_Exercise prompt:_
Determine how many lines in the records include "below". Write the number and nothing more.

_Provided records:_
-------

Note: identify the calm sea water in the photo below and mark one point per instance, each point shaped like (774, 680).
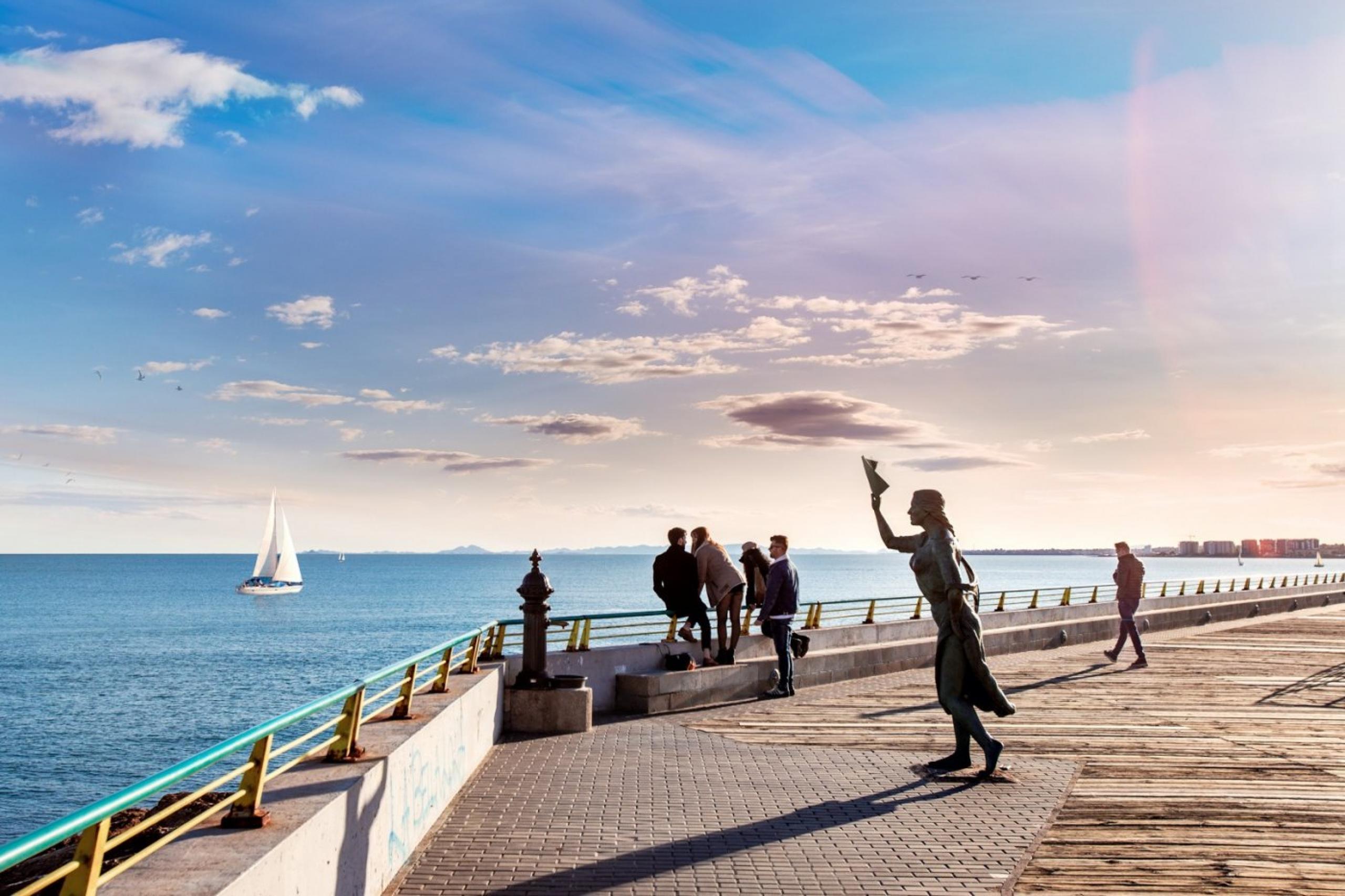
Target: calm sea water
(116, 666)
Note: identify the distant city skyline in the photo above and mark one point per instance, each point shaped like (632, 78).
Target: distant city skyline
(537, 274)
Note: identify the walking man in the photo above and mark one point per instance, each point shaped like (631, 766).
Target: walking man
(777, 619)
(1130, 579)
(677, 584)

-------

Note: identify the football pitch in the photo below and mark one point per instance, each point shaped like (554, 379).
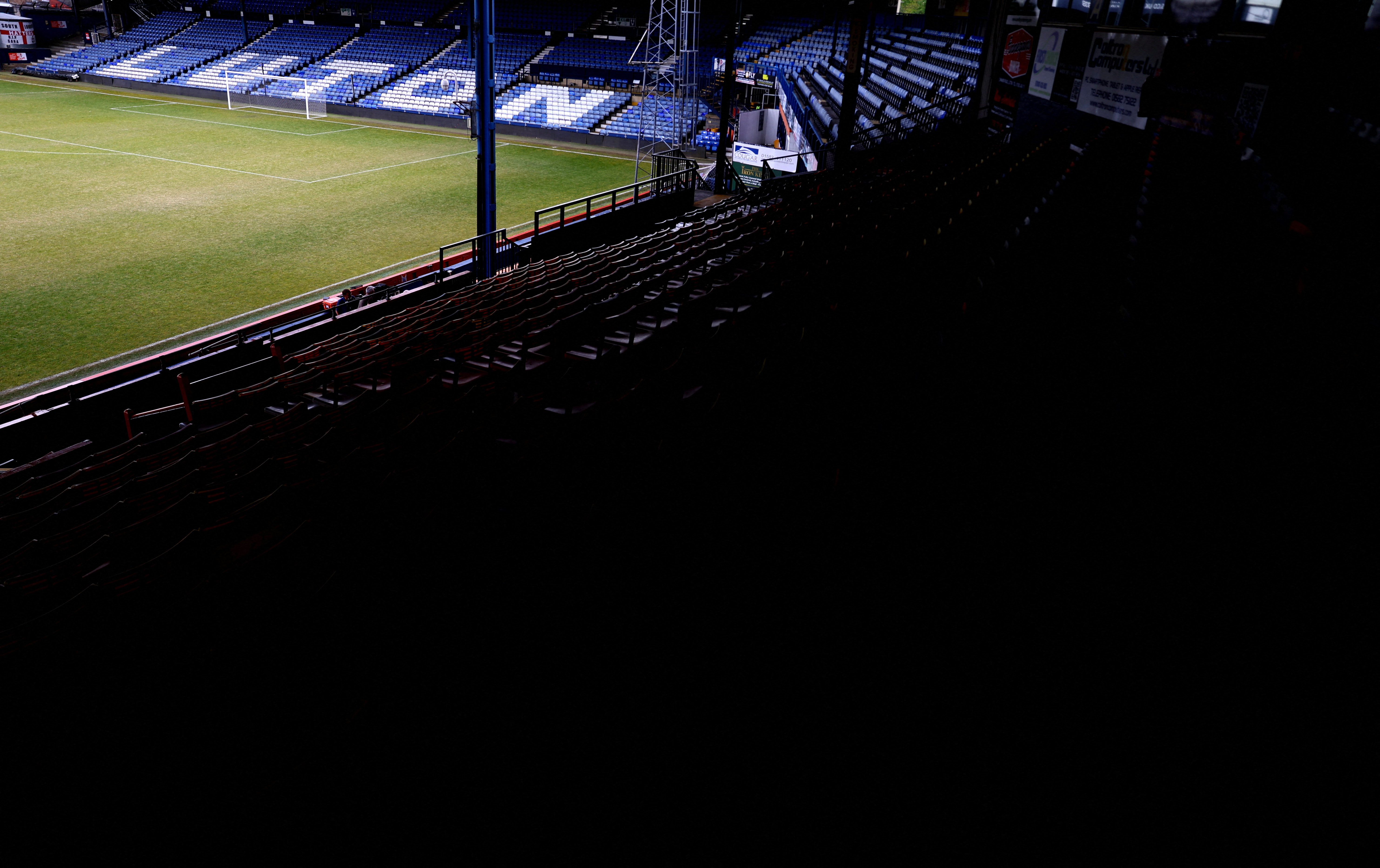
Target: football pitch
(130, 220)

-------

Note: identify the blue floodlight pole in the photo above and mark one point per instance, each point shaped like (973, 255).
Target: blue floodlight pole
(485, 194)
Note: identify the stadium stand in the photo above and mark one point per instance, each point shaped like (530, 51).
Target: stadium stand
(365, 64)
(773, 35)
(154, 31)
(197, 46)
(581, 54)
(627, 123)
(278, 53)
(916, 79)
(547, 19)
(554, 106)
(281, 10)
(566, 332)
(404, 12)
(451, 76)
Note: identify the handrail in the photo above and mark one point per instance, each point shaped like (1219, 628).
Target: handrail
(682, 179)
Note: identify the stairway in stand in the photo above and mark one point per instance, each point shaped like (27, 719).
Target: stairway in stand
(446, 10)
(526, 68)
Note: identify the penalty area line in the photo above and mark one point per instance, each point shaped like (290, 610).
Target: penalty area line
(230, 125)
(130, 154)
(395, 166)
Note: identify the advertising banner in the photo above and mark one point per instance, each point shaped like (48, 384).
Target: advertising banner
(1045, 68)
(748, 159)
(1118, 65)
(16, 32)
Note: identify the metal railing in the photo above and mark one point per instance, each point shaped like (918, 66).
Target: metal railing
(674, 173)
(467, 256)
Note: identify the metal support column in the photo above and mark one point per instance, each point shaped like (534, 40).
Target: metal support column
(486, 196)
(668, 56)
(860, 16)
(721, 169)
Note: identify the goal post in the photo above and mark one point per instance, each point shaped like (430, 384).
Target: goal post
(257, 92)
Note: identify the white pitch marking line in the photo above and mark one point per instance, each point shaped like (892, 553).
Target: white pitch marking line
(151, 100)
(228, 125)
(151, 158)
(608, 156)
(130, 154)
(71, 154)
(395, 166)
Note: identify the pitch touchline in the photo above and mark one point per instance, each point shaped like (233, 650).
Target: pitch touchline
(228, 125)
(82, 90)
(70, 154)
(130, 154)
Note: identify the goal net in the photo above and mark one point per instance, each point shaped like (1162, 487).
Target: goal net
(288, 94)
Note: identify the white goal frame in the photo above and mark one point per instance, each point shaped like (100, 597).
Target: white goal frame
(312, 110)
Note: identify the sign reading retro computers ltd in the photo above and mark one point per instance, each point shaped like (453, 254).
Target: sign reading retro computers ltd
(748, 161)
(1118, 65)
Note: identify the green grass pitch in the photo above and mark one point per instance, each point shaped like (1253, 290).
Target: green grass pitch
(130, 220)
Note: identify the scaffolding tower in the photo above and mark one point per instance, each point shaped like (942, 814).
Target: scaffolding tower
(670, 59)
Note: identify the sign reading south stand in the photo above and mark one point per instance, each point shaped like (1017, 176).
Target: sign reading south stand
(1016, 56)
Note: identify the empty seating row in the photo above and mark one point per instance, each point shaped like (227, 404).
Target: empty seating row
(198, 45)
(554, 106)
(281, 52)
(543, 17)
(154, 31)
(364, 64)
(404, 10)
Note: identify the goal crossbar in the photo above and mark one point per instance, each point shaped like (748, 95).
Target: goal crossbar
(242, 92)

-------

_Output for this exercise:_
2